▸ **Request**: Take the line that contains "truck wheel, returned" and all lines after it, up to and including the last line of the data, and write them out exactly; nothing else belongs in the answer.

------------------------------------

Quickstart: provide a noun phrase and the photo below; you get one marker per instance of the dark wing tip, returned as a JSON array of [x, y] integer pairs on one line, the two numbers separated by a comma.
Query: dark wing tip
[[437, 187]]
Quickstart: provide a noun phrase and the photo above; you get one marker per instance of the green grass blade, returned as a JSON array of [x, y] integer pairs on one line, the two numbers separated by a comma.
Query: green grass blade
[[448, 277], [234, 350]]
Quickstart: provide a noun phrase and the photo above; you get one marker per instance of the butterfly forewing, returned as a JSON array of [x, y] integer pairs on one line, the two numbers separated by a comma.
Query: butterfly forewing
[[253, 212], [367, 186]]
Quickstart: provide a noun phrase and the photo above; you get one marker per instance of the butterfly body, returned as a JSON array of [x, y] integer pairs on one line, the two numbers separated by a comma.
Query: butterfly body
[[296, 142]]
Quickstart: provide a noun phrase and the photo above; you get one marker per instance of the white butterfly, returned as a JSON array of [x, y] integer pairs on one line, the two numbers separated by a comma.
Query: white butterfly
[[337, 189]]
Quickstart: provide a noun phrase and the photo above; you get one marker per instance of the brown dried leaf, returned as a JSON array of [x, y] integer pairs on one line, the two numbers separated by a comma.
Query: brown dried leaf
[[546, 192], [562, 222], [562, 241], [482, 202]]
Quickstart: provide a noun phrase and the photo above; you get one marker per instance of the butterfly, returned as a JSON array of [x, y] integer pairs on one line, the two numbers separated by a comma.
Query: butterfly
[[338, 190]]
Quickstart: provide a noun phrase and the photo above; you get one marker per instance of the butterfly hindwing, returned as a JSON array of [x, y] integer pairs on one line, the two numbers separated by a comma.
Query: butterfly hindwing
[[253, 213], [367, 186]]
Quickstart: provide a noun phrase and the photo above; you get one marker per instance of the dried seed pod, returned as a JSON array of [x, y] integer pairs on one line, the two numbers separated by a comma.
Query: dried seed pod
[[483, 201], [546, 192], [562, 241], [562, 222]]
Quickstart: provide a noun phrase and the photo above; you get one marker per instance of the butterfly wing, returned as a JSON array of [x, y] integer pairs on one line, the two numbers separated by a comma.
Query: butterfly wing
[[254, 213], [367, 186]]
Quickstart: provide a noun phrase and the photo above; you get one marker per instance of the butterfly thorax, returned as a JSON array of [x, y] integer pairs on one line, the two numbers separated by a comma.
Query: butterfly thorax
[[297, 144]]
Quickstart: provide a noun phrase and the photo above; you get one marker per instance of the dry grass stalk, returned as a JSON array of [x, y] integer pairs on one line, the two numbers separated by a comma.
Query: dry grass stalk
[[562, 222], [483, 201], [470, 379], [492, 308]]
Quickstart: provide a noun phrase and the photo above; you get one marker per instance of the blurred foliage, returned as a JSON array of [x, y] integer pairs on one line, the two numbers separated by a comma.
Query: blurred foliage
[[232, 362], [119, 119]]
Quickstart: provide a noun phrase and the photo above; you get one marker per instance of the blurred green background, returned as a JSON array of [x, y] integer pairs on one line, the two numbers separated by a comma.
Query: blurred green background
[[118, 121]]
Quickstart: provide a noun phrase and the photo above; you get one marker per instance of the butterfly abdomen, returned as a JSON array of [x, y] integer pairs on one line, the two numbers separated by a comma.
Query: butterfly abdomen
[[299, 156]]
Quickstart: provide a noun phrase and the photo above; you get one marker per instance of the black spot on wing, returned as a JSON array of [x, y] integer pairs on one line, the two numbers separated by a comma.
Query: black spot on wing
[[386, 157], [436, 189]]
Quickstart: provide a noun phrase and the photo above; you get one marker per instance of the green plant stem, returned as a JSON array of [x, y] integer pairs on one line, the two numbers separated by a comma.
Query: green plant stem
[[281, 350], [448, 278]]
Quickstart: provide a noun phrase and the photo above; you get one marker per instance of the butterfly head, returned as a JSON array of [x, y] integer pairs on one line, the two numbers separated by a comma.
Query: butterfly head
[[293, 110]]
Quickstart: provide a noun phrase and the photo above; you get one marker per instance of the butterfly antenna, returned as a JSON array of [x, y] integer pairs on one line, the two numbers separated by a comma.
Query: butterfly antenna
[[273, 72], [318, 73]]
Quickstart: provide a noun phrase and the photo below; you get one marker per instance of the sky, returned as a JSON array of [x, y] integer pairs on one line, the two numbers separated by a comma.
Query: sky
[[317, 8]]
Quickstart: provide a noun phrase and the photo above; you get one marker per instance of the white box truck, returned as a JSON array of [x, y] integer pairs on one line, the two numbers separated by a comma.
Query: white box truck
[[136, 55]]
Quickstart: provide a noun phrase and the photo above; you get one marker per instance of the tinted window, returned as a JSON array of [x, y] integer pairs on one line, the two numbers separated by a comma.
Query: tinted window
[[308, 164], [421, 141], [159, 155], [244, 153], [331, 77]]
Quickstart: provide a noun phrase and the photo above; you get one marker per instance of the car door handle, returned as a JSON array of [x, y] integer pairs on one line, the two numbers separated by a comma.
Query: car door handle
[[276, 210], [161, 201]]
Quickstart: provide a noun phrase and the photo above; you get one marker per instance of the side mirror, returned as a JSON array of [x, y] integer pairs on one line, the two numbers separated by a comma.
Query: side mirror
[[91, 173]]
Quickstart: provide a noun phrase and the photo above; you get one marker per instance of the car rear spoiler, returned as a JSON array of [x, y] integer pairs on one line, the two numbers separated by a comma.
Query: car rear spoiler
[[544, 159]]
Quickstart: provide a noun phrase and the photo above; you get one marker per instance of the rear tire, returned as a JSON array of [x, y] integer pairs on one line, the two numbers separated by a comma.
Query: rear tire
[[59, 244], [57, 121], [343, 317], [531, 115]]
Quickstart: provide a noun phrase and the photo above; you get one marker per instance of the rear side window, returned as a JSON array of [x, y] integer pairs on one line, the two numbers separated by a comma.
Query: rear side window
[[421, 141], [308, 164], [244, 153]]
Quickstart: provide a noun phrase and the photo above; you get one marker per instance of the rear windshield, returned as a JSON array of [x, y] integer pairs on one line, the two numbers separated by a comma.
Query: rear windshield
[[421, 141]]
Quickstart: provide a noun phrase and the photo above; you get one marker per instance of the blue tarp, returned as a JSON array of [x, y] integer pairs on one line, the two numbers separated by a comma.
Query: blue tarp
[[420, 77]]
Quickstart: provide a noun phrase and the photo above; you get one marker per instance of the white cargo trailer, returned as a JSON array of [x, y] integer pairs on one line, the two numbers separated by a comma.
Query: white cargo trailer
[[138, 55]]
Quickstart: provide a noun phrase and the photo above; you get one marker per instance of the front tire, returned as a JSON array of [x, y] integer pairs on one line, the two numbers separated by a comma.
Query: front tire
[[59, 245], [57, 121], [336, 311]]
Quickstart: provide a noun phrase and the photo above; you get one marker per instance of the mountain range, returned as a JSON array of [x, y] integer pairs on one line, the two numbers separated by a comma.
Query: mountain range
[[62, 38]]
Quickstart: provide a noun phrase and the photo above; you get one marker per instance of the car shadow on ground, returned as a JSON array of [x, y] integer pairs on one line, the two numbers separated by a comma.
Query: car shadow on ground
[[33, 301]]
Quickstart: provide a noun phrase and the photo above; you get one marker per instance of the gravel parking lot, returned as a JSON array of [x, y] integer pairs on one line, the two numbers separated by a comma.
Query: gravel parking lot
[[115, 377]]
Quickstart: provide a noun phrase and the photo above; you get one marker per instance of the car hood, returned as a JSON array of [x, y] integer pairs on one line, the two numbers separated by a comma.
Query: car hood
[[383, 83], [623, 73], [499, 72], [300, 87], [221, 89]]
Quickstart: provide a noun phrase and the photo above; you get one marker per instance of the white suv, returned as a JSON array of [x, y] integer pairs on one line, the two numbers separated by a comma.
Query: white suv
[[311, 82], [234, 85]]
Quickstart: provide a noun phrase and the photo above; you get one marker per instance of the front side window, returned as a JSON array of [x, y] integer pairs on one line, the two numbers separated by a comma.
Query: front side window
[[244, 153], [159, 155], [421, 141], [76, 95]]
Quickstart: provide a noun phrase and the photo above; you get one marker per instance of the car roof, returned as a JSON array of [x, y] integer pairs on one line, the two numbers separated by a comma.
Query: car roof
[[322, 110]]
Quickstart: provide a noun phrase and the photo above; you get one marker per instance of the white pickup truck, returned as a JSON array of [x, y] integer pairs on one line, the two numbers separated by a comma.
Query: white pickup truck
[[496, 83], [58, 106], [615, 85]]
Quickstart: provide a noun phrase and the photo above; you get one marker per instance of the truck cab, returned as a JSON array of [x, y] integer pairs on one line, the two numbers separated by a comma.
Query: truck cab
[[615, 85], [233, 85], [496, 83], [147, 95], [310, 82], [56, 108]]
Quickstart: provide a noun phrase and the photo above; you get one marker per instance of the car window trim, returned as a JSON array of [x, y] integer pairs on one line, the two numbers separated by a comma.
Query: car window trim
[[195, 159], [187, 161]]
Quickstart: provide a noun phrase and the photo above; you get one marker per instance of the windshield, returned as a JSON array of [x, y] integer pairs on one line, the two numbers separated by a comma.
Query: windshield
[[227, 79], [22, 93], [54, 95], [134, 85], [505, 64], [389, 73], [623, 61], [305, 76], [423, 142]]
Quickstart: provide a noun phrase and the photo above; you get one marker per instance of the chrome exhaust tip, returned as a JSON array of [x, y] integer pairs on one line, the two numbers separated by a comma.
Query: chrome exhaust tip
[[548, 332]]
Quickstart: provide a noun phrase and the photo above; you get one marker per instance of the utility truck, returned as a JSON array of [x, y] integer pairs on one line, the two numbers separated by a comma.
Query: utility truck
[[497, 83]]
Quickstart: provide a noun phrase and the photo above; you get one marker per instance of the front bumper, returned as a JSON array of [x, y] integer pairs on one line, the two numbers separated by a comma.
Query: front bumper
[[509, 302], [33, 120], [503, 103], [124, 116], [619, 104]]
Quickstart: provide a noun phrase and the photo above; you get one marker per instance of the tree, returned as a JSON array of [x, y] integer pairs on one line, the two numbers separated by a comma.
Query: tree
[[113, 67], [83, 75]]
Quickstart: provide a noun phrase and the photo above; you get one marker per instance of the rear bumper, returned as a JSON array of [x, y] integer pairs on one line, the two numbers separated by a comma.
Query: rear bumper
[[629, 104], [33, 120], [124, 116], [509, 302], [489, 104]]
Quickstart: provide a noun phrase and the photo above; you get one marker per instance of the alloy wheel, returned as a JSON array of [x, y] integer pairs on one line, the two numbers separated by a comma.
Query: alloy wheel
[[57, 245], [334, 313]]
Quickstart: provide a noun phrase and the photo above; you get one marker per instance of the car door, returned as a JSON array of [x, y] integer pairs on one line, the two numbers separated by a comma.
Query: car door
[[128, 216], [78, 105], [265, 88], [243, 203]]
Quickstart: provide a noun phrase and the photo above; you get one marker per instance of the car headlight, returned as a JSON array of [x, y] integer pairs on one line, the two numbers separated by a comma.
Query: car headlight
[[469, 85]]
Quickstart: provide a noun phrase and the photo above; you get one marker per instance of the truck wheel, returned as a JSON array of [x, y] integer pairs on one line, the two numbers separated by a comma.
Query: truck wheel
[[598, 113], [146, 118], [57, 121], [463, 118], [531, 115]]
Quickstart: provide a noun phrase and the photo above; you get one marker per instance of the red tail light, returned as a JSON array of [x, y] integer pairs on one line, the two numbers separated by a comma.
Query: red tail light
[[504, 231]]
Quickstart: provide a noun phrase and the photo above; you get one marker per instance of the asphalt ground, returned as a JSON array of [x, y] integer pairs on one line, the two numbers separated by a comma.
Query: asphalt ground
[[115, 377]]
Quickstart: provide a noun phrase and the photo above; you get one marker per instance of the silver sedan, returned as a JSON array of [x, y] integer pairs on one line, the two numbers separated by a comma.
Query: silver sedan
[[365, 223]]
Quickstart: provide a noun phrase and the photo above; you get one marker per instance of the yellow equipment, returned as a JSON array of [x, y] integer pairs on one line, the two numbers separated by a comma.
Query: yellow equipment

------------------------------------

▸ **Solution for this problem**:
Quickstart: provide a noun phrase and the photo above; you get one marker per instance of the truck wheel, returned as a JSON array of [x, y] integer pairs on one line, the two numbers separated by a comma.
Query: truck wheel
[[598, 113], [146, 118], [57, 121], [463, 118], [531, 115]]
Quickstart: provide a noun phrase and the photo above; you get one marker per instance of the red tail light, returned as a JSON array of [x, y] integer pairs on one line, the two numbers separated by a comma.
Query: red tail light
[[504, 231]]
Quickstart: provide a noun phrase and the photo above; you get one marker per instance of the asphalt ground, returned as a JSON array of [x, y] integer pairs on one line, the two numbers separated by a comma.
Query: asphalt ground
[[115, 377]]
Quickstart: provide a noun phrase and the photo above; you get one marker per instance of the silver sedan, returned as a JSON array of [x, y] integer pairs on one line, the two numbers separated by a comma.
Query: silver sedan
[[365, 223]]
Quickstart: provide a noun phrase and the photo above; you get one marker per instance of the yellow equipment, returned as a JSON array of [x, y] integer pairs on one line, the two numbers separated by a comma.
Query: yellow equipment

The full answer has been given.